Job
Render all the data below as a numbered list, one item per line, skipping any blank lines. Leave the pictures out of your answer.

====== Listing ======

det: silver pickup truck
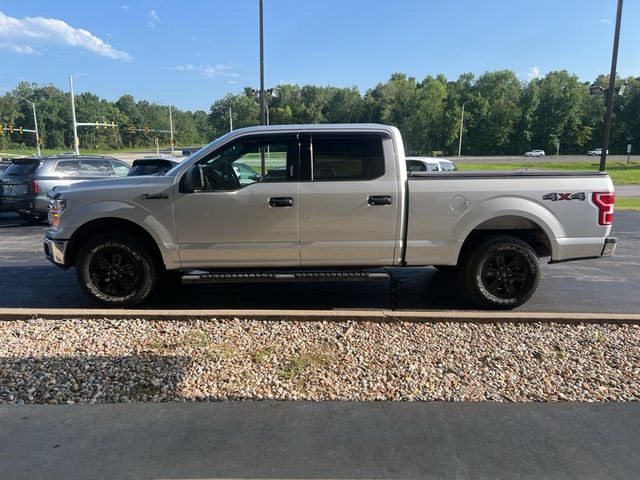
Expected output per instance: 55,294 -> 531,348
44,124 -> 616,308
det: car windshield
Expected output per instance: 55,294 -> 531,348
165,132 -> 233,176
2,160 -> 40,177
128,162 -> 171,177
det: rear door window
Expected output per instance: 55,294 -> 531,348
407,160 -> 427,172
80,160 -> 111,177
53,160 -> 79,176
111,160 -> 130,177
311,135 -> 384,181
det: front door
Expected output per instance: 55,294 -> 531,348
174,134 -> 300,268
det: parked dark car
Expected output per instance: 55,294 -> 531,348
0,158 -> 11,175
0,155 -> 129,222
127,157 -> 179,177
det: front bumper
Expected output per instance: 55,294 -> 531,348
44,237 -> 69,268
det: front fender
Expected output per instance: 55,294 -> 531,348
49,200 -> 180,268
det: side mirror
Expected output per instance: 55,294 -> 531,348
182,165 -> 204,193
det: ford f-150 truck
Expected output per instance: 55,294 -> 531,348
44,124 -> 616,308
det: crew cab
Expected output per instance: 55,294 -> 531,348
44,124 -> 616,308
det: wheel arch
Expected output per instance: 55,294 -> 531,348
457,214 -> 554,263
64,217 -> 165,268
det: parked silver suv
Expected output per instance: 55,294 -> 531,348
0,155 -> 129,222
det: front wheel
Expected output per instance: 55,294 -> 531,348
75,234 -> 158,307
463,235 -> 541,309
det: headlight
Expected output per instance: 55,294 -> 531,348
49,200 -> 67,228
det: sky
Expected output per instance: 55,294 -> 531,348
0,0 -> 640,111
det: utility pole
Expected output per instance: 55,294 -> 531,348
458,100 -> 469,156
259,0 -> 267,125
169,105 -> 173,155
69,74 -> 80,155
258,0 -> 267,178
600,0 -> 622,172
20,97 -> 42,157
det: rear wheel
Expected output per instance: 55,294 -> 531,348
75,234 -> 158,307
463,235 -> 541,309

======

Solution to the exercise
1. det: silver pickup truck
2. Expected output per instance: 55,294 -> 531,348
3. 44,124 -> 616,308
4. det: car windshield
5. Expected output per instance: 55,294 -> 531,348
6. 165,132 -> 233,176
7. 2,160 -> 40,177
8. 128,162 -> 171,177
9. det: rear door window
10. Expected output per instance: 55,294 -> 531,348
11. 407,160 -> 427,172
12. 80,160 -> 111,177
13. 53,160 -> 79,176
14. 111,160 -> 130,177
15. 311,135 -> 384,181
16. det: front door
17. Expected output per instance: 55,294 -> 531,348
18. 174,134 -> 300,268
19. det: parked dark car
20. Expected output per instance: 55,294 -> 531,348
21. 0,158 -> 11,175
22. 0,155 -> 129,222
23. 127,157 -> 179,177
24. det: front bumper
25. Expected output per instance: 55,294 -> 531,348
26. 44,237 -> 69,268
27. det: front fender
28. Expected output per instance: 55,294 -> 531,348
29. 49,200 -> 180,268
30. det: side mirror
31. Expected output per instance: 55,294 -> 531,348
32. 182,165 -> 204,193
33. det: ford f-150 truck
34. Expected output per instance: 55,294 -> 531,348
35. 44,124 -> 616,308
36. det: crew cab
37. Expected output per instance: 55,294 -> 531,348
38. 44,124 -> 616,308
39. det: wheel arch
40. Expected output per instance: 55,294 -> 531,348
41. 457,214 -> 554,263
42. 64,217 -> 165,268
43. det: parked silver suv
44. Expected output per instance: 55,294 -> 531,348
45. 0,155 -> 129,222
46. det: front wheel
47. Expected output per instance: 55,294 -> 531,348
48. 75,234 -> 158,307
49. 463,235 -> 541,309
50. det: headlight
51. Expected output per instance: 55,294 -> 531,348
52. 49,200 -> 67,228
53. det: sky
54. Expected output per instance: 55,294 -> 531,348
55. 0,0 -> 640,111
56. det: utility pole
57. Expected output per instance: 55,294 -> 531,348
58. 458,100 -> 469,156
59. 259,0 -> 267,125
60. 169,105 -> 173,155
61. 69,74 -> 80,155
62. 258,0 -> 267,178
63. 600,0 -> 622,172
64. 20,97 -> 42,157
65. det: rear wheel
66. Expected output per instance: 55,294 -> 531,348
67. 75,234 -> 158,307
68. 463,235 -> 541,309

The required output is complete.